* TAREFAS
1. Indique se cada afirmação concorda com o trecho para leitura, respondendo sim ou não e citando as palavras do trecho que decidem a resposta: (a) o estudo de Bertram Forer é de 1949; (b) as afirmações da lista vieram de livros de psicologia; (c) o documentário sobre os mitos católicos foi visto na Discovery.
2. Resuma o trecho para leitura em duas frases.
3. Escreva a continuação do texto sobre o Natal e os mitos católicos a partir do ponto em que ele para.

* TRECHO PARA LEITURA
------------------------------------
Não é a toa que você se identificou com várias das afirmações acima. Elas são os que os psicólogos chamam de Universalscharakteristik: traços universais de personalidade que configuram declarações universalmente válidas. São completamente genéricas e não tem qualquer validade para diferenciar qualquer duas pessoas

Essas em especial foram retiradas de livros comuns de astrologia e publicadas em um estudo de Bertram Forer chamado “A falácia da validação pessoal” de 1949 que será assunto do próximo post.

Mas é impressionante saber em qualquer grupo de pessoas testadas desde então, classificaram, em uma escala de 0 (incorreto) a 5 (corretíssimo), em média, essa lista com valor acima de 4! Ou seja, refletindo muito bem a sua personalidade.
Forer, B. (1949). The fallacy of personal validation: a classroom demonstration of gullibility. The Journal of Abnormal and Social Psychology, 44 (1), 118-123 DOI: 10.1037/h0059240

Partenogenética Maria

Madonna con bambino de Giotto
É Natal e o que um cético pode fazer? Na verdade não muito. Não resta mais nenhum mito para caçar, mas mesmo assim, as pessoas acreditam.

Anos atrás vi um excelente documentário na Discovery explicando historicamente todos os mitos da religião católica. Caiam por terra um depois do outro. Já se sabe que Jesus não nasceu em Dezembro, que a estrela era um planeta e até que Maria não era virgem.

Abre Parenteses: Essa era justamente a história que eu queria contar hoje, sobre como Mateus, ao traduzir o Velho Testamento do hebraico para o grego, trocou a palavra ‘bethulah‘, a correta tradução para o termo original hebraico ‘almah‘ (donzela) utilizado para descrever Maria (a donzela Maria), por ‘Parthenos‘ (virgem), gerando o mais poderoso mito da religião católica. Mas é incrível a quantidade de textos já falando sobre isso na rede. Fecha parenteses.
------------------------------------
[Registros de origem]
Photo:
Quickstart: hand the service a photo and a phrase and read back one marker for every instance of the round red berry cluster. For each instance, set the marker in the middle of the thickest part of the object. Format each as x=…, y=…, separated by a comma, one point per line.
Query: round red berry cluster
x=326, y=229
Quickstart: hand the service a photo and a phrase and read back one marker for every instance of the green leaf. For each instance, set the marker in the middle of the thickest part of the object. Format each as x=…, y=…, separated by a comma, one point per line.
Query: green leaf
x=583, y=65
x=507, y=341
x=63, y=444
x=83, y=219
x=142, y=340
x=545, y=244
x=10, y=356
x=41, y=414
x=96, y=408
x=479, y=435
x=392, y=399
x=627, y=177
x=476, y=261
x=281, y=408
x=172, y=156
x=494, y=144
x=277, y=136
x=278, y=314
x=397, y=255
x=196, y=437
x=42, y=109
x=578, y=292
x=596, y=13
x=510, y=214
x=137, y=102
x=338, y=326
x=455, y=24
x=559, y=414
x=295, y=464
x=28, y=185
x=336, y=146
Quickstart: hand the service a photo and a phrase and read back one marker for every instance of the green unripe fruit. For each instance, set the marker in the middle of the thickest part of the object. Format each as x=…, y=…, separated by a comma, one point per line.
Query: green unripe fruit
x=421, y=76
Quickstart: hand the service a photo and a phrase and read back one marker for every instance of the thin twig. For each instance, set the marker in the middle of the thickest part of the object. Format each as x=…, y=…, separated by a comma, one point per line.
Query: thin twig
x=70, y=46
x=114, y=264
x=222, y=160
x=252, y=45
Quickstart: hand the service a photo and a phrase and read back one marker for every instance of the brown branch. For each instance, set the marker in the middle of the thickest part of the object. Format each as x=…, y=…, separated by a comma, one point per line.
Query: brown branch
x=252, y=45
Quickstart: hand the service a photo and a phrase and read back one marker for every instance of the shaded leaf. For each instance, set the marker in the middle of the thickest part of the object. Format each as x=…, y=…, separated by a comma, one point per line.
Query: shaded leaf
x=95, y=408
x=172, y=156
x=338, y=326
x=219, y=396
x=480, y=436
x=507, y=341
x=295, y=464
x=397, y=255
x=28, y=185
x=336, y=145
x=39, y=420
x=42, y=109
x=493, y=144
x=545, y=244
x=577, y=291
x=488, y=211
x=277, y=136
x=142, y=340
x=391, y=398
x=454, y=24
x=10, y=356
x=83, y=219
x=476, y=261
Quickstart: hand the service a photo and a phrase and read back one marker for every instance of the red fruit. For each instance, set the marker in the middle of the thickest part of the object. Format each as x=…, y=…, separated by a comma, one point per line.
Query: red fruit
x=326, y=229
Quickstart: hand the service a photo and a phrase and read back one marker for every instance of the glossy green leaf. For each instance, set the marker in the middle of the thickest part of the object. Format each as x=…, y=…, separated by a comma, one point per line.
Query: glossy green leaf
------------------------------------
* RESPOSTAS
1.
(a) Sim: "publicadas em um estudo de Bertram Forer chamado “A falácia da validação pessoal” de 1949".
(b) Não: "foram retiradas de livros comuns de astrologia".
(c) Sim: "vi um excelente documentário na Discovery".

2. As afirmações da lista são traços universais de personalidade, tirados de livros comuns de astrologia e publicados em um estudo de Bertram Forer de 1949, e os grupos testados as avaliam, em média, acima de 4 numa escala de 0 a 5. No Natal, o autor lembra um documentário que derrubou mitos católicos e comenta que Mateus, ao traduzir o Velho Testamento para o grego, trocou ‘bethulah‘ por ‘Parthenos‘ (virgem) ao descrever Maria.

3.
Já falaram tudo que poderia ser dito sobre a pseudociência na Bíblia. As pessoas continuam acreditando porque precisam. Ou por falta de alternativa, já que nem a ciênciologia, aquela ficção científica barata disfarçada de religião, conseguiu oferecer uma crença mais plausível, baseada em evidências.

Não restou muito o que falar e eu estava resignado a ficar quieto, com um grande esforço para respeitar a crença de grande parte da minha espécie. Até assistir o episódio de Natal do seriado House ontem. Uma garota chega com dores no hospital e descobre-se grávida. Dizendo-se virgem e noiva de um rapaz também virgem, ela procura por uma explicação para a gravidez, sob a argumentação irônica do médico resmungão. Um barato!

Foi dai que eu pensei na questão: será que Maria poderia ter se reproduzido por partenogênese?

Apesar de termos uma população que beira os 7 bilhões de habitantes e uma taxa média de nascimentos de 21 por cada 1000 habitantes (faça as contas, leve ainda em consideração que foram várias gerações até hoje, desde antes da época de Cristo, e você verá o quão grande é esse espaço amostral, e quão significativa é essa observação), nunca foi relatado um caso de partenogenese em humanos. O que para mim é suficiente para dizer que não existe. Nem por erro.

Mas na TV tudo pode e House consegue mostrar, para a satisfação do namorado que começava a coçar a testa, como um dos óvulos da garota poderia ter sido acometido com um carga dupla de cromossomos (veja como aqui) e por um evento elétrico ter iniciado a divisão, dando origem 9 meses depois a um bebê de uma mãe virgem.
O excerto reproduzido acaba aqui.